[Source data]
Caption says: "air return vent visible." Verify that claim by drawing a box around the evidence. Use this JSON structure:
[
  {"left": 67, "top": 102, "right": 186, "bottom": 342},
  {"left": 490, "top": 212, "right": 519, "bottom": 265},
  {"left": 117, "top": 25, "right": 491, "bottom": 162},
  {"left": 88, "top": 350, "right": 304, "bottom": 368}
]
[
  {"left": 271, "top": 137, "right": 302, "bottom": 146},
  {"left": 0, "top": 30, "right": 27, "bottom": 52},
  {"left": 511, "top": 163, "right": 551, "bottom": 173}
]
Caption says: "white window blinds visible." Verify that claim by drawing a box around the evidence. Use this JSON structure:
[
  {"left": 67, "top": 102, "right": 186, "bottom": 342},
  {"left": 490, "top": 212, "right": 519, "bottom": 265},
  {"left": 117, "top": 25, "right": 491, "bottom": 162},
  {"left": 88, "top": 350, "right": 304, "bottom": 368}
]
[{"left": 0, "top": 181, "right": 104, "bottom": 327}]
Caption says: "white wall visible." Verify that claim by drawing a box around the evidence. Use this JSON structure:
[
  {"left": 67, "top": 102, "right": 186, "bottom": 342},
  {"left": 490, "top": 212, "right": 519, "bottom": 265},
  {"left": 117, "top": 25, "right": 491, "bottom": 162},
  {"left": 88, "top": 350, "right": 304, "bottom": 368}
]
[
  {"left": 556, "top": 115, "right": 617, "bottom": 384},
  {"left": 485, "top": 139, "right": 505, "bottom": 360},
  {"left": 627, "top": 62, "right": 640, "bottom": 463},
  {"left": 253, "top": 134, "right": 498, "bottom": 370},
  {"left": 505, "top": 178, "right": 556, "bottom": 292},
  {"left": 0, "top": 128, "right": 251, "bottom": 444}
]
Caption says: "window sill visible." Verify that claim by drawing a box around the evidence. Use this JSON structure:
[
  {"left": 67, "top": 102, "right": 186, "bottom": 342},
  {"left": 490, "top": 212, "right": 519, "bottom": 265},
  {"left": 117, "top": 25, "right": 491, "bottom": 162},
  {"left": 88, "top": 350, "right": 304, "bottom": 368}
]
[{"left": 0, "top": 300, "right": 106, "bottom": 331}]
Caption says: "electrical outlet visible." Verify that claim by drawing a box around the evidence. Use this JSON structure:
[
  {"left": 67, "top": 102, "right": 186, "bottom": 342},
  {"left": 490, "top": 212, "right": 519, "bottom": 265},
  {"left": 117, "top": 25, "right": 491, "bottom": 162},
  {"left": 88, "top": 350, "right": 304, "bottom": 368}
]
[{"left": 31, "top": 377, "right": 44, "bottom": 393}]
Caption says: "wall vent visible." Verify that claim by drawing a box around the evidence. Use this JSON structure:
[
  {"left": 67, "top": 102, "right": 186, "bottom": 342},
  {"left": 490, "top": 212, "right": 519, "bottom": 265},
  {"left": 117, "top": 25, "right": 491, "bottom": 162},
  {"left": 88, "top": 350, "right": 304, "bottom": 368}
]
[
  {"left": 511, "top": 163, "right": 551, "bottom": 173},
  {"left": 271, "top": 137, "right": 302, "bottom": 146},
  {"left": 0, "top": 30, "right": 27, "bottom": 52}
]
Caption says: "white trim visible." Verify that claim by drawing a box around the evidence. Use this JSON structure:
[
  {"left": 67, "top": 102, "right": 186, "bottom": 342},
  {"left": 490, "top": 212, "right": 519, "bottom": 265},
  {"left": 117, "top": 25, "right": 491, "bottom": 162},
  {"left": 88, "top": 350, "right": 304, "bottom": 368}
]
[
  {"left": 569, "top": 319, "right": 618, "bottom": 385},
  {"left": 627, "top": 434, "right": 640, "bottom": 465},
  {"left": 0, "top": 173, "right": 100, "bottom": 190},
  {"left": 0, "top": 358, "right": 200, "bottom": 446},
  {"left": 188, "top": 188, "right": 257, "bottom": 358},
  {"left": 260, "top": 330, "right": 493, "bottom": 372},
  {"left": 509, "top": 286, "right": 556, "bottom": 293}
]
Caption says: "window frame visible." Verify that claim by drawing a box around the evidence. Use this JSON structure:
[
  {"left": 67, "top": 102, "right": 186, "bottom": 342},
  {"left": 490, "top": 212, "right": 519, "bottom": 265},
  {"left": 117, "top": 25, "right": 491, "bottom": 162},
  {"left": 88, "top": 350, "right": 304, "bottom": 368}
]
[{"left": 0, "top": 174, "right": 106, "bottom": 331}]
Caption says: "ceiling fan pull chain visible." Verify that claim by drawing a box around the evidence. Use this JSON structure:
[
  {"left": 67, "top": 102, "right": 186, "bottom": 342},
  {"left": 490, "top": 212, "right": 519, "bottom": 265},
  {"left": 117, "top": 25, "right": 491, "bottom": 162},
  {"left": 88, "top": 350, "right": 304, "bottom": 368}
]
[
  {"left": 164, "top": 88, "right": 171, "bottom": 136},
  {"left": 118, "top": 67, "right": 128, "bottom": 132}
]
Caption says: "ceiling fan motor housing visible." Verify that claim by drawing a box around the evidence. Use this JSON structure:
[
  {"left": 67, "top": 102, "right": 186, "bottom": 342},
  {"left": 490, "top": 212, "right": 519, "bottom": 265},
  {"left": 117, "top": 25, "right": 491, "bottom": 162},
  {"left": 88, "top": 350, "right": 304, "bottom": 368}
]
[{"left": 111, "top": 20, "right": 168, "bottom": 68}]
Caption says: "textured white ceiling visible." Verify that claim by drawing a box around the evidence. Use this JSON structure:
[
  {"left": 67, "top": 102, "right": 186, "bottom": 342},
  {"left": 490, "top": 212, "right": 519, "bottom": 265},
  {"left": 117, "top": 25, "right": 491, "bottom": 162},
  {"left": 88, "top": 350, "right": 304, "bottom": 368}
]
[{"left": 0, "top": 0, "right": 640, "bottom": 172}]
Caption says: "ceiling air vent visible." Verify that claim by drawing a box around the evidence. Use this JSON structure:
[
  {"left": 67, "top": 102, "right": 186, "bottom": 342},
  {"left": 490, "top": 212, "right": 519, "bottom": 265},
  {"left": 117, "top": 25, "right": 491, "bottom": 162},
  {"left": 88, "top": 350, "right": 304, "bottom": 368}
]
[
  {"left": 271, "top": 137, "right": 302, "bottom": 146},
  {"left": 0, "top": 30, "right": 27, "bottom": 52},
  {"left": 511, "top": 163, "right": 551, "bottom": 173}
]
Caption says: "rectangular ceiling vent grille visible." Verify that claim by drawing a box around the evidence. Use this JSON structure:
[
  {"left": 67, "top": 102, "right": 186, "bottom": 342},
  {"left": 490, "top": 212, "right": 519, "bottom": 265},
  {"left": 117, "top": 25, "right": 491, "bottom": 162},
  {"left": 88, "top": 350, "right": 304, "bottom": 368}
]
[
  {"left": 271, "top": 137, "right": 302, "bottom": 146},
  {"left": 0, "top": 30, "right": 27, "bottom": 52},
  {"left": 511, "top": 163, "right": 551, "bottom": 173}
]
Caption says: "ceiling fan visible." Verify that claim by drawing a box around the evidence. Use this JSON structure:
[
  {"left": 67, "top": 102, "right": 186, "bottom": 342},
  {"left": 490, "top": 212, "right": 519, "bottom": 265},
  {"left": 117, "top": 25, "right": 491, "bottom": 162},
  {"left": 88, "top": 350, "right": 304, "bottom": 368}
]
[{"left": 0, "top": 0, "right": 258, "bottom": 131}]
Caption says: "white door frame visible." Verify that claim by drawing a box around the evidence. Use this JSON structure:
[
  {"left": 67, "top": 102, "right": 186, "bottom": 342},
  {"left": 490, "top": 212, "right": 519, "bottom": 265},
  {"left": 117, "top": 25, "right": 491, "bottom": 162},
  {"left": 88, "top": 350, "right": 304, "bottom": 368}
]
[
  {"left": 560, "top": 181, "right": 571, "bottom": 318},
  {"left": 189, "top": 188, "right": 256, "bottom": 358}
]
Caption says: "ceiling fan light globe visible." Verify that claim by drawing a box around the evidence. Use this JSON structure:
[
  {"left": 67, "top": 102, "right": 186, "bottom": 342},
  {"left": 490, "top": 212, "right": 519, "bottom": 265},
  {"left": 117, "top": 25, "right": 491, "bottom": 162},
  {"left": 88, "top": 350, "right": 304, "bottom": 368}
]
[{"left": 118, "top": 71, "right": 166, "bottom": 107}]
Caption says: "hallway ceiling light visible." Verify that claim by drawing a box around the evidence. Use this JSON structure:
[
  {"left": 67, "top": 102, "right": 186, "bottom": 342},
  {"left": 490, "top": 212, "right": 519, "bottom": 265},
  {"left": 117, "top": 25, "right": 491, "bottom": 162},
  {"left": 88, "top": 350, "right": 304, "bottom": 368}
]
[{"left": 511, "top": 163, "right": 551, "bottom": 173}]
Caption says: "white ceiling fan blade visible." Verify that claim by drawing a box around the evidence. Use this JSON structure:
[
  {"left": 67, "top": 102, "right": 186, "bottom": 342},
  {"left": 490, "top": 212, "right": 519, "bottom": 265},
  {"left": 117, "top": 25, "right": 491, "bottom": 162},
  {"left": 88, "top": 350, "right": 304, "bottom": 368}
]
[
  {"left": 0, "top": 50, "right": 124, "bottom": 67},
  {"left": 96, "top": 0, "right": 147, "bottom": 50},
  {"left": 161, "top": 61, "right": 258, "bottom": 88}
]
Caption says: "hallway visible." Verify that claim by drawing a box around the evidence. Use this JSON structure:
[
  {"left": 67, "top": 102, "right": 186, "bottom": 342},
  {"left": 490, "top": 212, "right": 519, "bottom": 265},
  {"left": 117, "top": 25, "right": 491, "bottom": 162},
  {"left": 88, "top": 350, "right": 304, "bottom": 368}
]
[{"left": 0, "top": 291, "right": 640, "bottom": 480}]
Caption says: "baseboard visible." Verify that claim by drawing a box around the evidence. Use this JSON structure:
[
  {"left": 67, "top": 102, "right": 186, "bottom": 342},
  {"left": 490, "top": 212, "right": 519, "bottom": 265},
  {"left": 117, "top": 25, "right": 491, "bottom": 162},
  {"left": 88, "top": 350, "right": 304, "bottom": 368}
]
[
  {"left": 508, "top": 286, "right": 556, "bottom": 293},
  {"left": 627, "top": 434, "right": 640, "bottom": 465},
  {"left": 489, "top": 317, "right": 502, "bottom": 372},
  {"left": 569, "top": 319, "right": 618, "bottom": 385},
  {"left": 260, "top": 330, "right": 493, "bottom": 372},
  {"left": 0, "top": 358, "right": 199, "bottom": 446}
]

◆ Exercise: Return every line above that contains the string "wall". Case counts.

◆ Complete output:
Caption says: "white wall visible." Verify that claim by drawing a box around the evidence. Use this JSON structure:
Caption says: "wall vent visible." Verify that claim by drawing a box around the evidence. Use this JSON structure:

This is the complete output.